Lo scambio?I sauditi scrivono che Conte e Di Maio hanno pagato un riscatto, urge risposta dell’Italia

L’organo ufficioso del regime saudita, da cui dipende il generale libico Haftar, ha scritto che il governo ha rilasciato quattro scafisti in cambio dei pescatori di Mazara. Non sappiamo se sia vero o no, ma Palazzo Chigi e la Farnesina rispondano

Urge smentita. Il sospetto che i pescatori di Mazara del Vallo fossero stati rilasciati da Khalifa Haftar in cambio di qualcosa di più di un inutile incontro con Giuseppe Conte viene ora confermato da una fonte intrigante: dal giornale del fratello del reggente saudita Mohammed bin Salman, che è il burattinaio che regge i fili ai quali sono legati gli arti dello stesso Khalifa Haftar che sopravvive solo grazie ai suoi finanziamenti. Insomma da una sorta di Pravda ufficiosa del regime saudita.

Compito A: Estrai dall'articolo sui pescatori di Mazara il passo compreso tra "L’organo ufficioso del" e "del regime saudita.", estremi inclusi.
Compito B: Nell'articolo sui pescatori di Mazara, quanti scafisti avrebbe rilasciato il governo in cambio dei pescatori, secondo l'organo ufficioso del regime saudita?

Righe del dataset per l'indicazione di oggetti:
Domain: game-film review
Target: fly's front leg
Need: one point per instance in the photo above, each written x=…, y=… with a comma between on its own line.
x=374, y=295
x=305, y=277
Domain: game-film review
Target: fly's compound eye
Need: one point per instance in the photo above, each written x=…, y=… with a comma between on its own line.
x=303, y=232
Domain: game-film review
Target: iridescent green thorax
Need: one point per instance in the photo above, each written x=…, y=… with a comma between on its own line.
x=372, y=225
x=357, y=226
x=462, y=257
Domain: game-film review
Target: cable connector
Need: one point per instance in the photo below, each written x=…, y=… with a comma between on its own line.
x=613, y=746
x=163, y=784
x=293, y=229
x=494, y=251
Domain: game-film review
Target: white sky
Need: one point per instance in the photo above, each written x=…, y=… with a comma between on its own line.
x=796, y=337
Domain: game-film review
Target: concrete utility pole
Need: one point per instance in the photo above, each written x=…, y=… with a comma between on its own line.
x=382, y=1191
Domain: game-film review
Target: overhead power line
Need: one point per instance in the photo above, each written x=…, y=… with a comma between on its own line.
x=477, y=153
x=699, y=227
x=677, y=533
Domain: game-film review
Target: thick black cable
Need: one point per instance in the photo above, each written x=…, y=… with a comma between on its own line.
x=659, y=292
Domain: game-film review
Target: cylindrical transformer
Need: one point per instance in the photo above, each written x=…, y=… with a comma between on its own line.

Risposta A:
L’organo ufficioso del regime saudita, da cui dipende il generale libico Haftar, ha scritto che il governo ha rilasciato quattro scafisti in cambio dei pescatori di Mazara. Non sappiamo se sia vero o no, ma Palazzo Chigi e la Farnesina rispondano

Urge smentita. Il sospetto che i pescatori di Mazara del Vallo fossero stati rilasciati da Khalifa Haftar in cambio di qualcosa di più di un inutile incontro con Giuseppe Conte viene ora confermato da una fonte intrigante: dal giornale del fratello del reggente saudita Mohammed bin Salman, che è il burattinaio che regge i fili ai quali sono legati gli arti dello stesso Khalifa Haftar che sopravvive solo grazie ai suoi finanziamenti. Insomma da una sorta di Pravda ufficiosa del regime saudita.

Risposta B: Quattro.